**Questions to answer:**
A - According to the case summary below, why did the manager fire the employee on June 7, 2013? Answer in one to three sentences.
B - From the case summary below, list every issue the district court considered when ruling on Chipotle's motion for summary judgment.

**Extract to read:**
- - - -

Caporicci v. Chipotle Mexican Grill, Inc.
189 F. Supp. 3d 1314
M.D. Fla.2016Background
- Lisa Caponed worked at Chipotle from July 2012 to June 7, 2013 and has a long history of bipolar disorder treated with medication; she experienced panic attacks and required brief leave to adjust medications.
- On May 30, 2013 a treating provider faxed Chipotle requesting FMLA leave through June 6, 2013 for severe panic attacks; Caponed was off May 30–June 3 and returned to work June 4.
- On June 7, 2013 Caponed took a new dose of Saphris, became dizzy and incoherent at work, was sent home, and later was terminated by manager Jared Miesel for appearing to be "under the influence of some kind of medication." Chipotle’s handbook contains a Drug and Alcohol Policy requiring employees to notify managers if prescribed drugs may impair work.
- Caponed filed an EEOC charge alleging ADA/ADAAA and FCRA disability discrimination and FMLA interference/retaliation; the EEOC issued a determination finding reasonable cause, and Caponed sued in federal court.
- Chipotle moved for summary judgment on all counts; the district court considered FMLA eligibility, whether Caponed had a disability under the ADAAA, and whether termination was nondiscriminatory or pretextual.

- - - -

**Recorded information:**
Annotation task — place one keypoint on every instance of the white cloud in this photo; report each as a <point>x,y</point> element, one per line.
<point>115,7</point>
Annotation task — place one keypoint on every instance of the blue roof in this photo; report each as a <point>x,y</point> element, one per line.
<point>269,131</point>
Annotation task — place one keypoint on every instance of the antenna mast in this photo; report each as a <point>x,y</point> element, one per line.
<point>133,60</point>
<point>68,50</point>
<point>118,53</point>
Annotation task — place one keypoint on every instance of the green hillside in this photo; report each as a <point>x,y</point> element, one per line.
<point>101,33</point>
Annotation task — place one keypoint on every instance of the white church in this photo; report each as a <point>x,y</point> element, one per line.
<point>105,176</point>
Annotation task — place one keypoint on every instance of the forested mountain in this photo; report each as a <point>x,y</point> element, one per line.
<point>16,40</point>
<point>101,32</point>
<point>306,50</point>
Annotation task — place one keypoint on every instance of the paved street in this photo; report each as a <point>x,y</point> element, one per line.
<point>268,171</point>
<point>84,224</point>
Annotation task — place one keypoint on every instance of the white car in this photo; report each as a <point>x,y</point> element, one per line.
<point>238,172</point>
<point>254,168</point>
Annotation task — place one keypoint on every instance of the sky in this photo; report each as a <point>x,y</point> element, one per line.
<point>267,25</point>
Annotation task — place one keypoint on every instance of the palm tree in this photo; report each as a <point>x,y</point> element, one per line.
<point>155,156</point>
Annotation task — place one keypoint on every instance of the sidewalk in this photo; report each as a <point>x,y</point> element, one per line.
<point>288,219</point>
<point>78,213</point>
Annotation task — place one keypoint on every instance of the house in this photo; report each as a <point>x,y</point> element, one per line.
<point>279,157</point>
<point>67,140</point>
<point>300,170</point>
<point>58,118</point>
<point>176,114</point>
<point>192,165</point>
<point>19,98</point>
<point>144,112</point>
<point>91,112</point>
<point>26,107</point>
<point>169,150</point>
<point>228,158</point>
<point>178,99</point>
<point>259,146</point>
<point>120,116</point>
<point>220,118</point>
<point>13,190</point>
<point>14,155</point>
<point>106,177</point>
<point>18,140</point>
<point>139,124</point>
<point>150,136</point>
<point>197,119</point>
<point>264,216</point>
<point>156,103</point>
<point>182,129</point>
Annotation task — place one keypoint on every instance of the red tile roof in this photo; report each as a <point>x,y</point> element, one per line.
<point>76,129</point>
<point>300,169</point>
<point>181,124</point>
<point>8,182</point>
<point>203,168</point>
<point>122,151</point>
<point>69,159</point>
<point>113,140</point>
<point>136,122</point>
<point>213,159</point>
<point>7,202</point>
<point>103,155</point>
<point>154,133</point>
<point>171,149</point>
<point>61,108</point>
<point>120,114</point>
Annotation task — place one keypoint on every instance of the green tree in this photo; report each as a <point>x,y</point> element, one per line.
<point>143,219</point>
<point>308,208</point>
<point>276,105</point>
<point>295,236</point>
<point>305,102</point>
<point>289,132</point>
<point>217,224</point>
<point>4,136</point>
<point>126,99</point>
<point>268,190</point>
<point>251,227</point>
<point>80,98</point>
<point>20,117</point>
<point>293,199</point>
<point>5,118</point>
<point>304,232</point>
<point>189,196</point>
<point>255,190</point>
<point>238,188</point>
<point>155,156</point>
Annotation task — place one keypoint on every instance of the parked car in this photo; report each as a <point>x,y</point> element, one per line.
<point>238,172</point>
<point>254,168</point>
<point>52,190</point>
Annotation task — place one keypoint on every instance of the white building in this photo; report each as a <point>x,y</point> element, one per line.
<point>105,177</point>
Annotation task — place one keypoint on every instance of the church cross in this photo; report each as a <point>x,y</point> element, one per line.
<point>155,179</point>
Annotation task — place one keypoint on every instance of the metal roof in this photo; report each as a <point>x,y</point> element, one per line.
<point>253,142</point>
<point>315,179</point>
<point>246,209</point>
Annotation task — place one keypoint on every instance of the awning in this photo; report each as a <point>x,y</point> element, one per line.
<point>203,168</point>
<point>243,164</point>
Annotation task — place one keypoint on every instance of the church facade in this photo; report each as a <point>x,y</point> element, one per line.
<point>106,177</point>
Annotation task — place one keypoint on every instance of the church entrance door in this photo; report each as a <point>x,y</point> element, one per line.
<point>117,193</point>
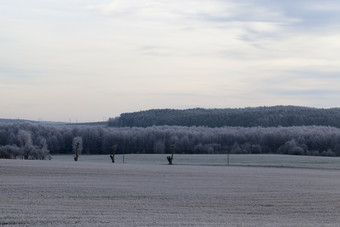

- - - -

**Task-by-task outputs:**
A - Manager Jared Miesel fired her because she appeared to be "under the influence of some kind of medication." That day she had taken a new dose of Saphris and became dizzy and incoherent at work.

B -
- FMLA eligibility
- Whether Caponed had a disability under the ADAAA
- Whether the termination was nondiscriminatory or pretextual